This ambivalence over using medications to treat addiction was codified in 1974 through the Narcotic Addict Treatment Act. The Act gave the newly created Drug Enforcement Agency (DEA) control over the storage and security of drugs used in the treatment of addiction and required the DEA registration of practitioners, but it gave the Department of Health and Human Services responsibility over setting treatment standards (Jaffe 2003). While there was some limited success in the 1990’s to ease methadone regulations, the dual system of oversight that includes both the criminal justice (in the form of the DEA) and the medical (in the form of Health & Human Services) approach to dealing with addiction medications remains in place. It is into this confusing and contradictory regulatory world that bup entered.
[1] Early efforts to control substances focused on taxation strategies. Therefore, the regulation of narcotics began as a function of the Treasury Department. The Federal Bureau of Narcotics was created in 1930 but still operated under the Treasury Department. As drug control efforts focused more on law enforcement strategies, new administrative structures were created at the federal level, including the U.S. Interdepartmental Committee on Narcotics in 1954 and the Drug Enforcement Agency in 1973.
+++
## PROBLEMS AND TASKS
• A. From the passage on regulating addiction medications, print the words that begin at "[1] Early efforts" and end after "Agency in 1973.".
• B. Under the 1974 Narcotic Addict Treatment Act described in the passage on regulating addiction medications, which department was made responsible for setting treatment standards?
• C. Continue the passage on regulating addiction medications from its last sentence onward.

[Records from a data source]
+++
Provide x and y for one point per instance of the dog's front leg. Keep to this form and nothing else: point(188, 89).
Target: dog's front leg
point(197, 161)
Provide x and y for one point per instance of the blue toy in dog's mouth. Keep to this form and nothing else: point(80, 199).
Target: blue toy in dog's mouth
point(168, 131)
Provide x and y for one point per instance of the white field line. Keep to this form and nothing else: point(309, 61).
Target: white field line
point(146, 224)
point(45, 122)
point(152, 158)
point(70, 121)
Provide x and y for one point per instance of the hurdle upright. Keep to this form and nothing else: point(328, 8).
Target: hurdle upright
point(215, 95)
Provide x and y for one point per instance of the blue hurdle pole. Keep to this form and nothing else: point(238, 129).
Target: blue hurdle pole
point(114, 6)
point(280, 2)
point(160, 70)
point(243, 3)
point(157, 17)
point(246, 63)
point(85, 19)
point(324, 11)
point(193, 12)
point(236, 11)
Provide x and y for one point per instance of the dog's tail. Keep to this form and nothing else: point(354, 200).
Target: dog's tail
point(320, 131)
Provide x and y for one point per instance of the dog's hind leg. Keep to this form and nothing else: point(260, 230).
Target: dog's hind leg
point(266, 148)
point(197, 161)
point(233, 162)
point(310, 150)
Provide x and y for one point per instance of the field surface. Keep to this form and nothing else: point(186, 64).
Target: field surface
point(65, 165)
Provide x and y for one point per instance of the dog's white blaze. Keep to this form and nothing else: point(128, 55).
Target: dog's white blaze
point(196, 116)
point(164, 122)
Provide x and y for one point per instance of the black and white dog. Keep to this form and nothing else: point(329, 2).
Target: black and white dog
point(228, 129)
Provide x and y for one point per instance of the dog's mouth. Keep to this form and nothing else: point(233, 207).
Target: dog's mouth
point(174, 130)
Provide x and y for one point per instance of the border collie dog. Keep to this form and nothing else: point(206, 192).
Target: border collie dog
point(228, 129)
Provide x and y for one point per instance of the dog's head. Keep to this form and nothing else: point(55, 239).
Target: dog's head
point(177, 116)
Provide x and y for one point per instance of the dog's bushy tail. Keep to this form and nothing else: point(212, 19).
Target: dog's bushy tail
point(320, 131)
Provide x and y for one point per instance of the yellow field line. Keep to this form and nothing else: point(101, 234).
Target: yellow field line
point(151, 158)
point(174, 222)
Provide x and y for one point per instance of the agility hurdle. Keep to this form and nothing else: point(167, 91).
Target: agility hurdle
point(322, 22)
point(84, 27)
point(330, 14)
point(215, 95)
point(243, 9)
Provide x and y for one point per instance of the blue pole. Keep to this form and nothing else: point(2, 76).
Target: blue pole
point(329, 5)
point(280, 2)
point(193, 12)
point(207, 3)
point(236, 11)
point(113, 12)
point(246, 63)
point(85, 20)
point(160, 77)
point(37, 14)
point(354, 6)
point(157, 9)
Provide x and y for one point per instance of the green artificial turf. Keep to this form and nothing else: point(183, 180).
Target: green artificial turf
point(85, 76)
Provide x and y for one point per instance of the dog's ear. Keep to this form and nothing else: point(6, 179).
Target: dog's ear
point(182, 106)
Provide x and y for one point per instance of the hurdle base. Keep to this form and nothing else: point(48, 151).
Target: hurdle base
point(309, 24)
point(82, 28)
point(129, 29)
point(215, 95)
+++
## EXPECTED RESPONSES
• A.
[1] Early efforts to control substances focused on taxation strategies. Therefore, the regulation of narcotics began as a function of the Treasury Department. The Federal Bureau of Narcotics was created in 1930 but still operated under the Treasury Department. As drug control efforts focused more on law enforcement strategies, new administrative structures were created at the federal level, including the U.S. Interdepartmental Committee on Narcotics in 1954 and the Drug Enforcement Agency in 1973.

• B. The Department of Health and Human Services

• C.
[2] The Rockefeller Drug Laws were toughest drug possession and sales laws in the country, establishing mandatory minimum sentences for relatively low-level offenses and greatly curtailing the discretion of judges to offer alternative penalties or sentences. Despite the fact that these laws were criticized for treating non-violent offenses as harshly as violent ones, they quickly become the model for other drug laws across the country. In 2009, more then 35 years after their passage, some of these laws were reformed to curtail the use of mandatory sentencing and restore judicial discretion over many drug offenses.